Task details: Gather every line in the items below that contains the string "evenodd".

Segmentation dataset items
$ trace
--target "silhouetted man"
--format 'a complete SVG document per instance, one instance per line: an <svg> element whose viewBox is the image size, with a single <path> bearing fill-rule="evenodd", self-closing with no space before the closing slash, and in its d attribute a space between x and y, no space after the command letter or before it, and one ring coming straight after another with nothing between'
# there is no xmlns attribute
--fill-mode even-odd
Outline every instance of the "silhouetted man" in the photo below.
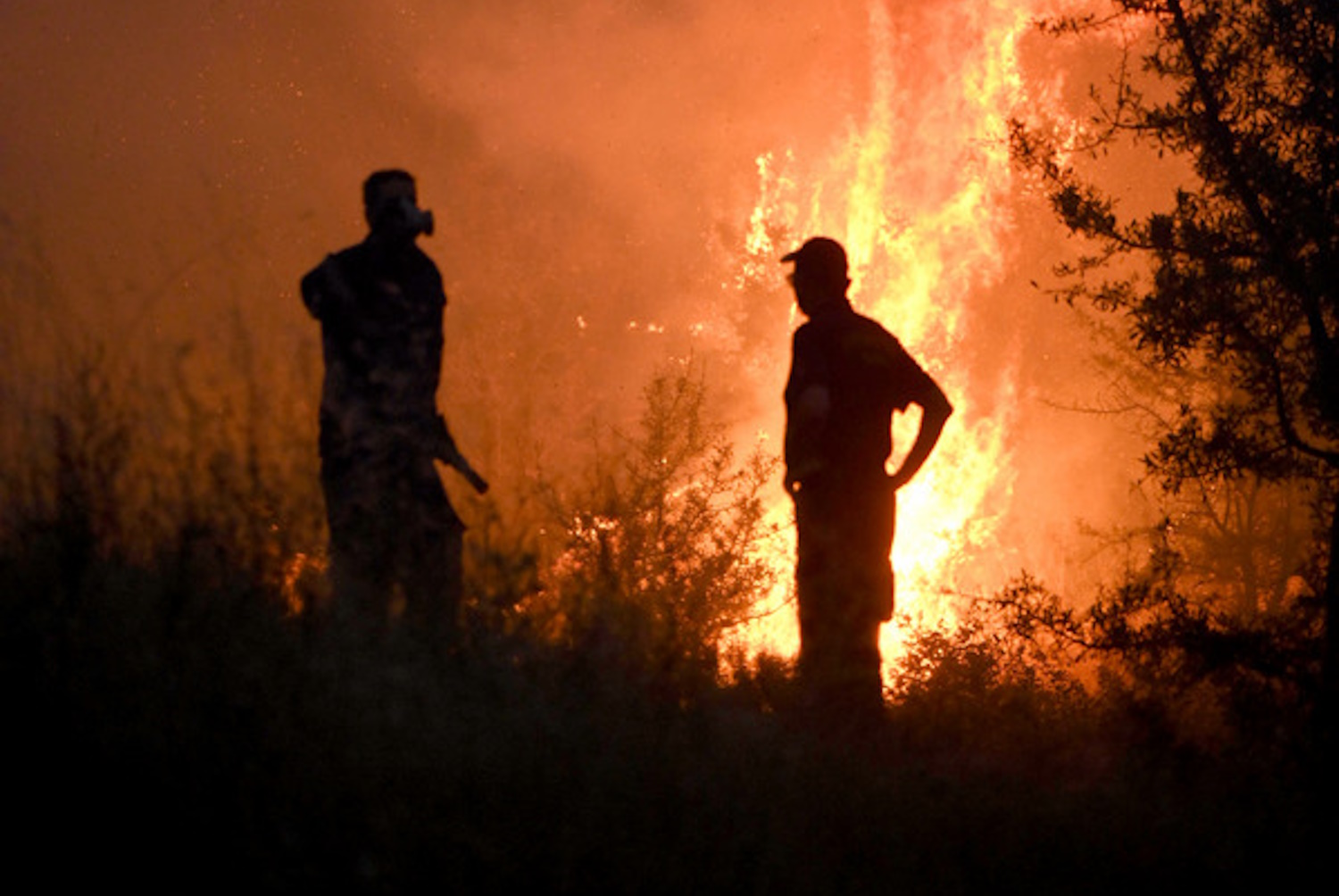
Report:
<svg viewBox="0 0 1339 896"><path fill-rule="evenodd" d="M795 502L799 675L810 707L840 723L882 704L878 627L893 615L894 494L929 457L952 406L886 329L846 299L841 244L814 237L782 261L809 317L786 383L786 490ZM919 404L896 473L892 415Z"/></svg>
<svg viewBox="0 0 1339 896"><path fill-rule="evenodd" d="M321 486L340 612L386 620L399 588L406 616L450 627L461 600L465 525L434 461L487 483L437 411L446 293L415 245L432 233L412 175L375 171L363 183L368 234L303 277L321 324Z"/></svg>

Task answer:
--format 'a complete SVG document per instance, one instance per line: an <svg> element whose viewBox is the image size, with a single <path> bearing fill-rule="evenodd", self-closing with no space before the closing slash, and in its d attribute a space between x and y, no space after the command letter or before it, and one ring coming straight after another with nothing between'
<svg viewBox="0 0 1339 896"><path fill-rule="evenodd" d="M795 502L799 675L810 707L840 723L882 704L878 627L893 615L894 494L929 457L952 406L886 329L846 299L841 244L814 237L782 261L809 317L786 383L786 490ZM919 404L896 473L892 415Z"/></svg>
<svg viewBox="0 0 1339 896"><path fill-rule="evenodd" d="M321 486L340 612L386 620L399 588L406 616L450 627L461 600L465 525L434 461L487 483L437 411L446 293L415 245L432 233L412 175L375 171L363 183L368 234L303 277L321 324Z"/></svg>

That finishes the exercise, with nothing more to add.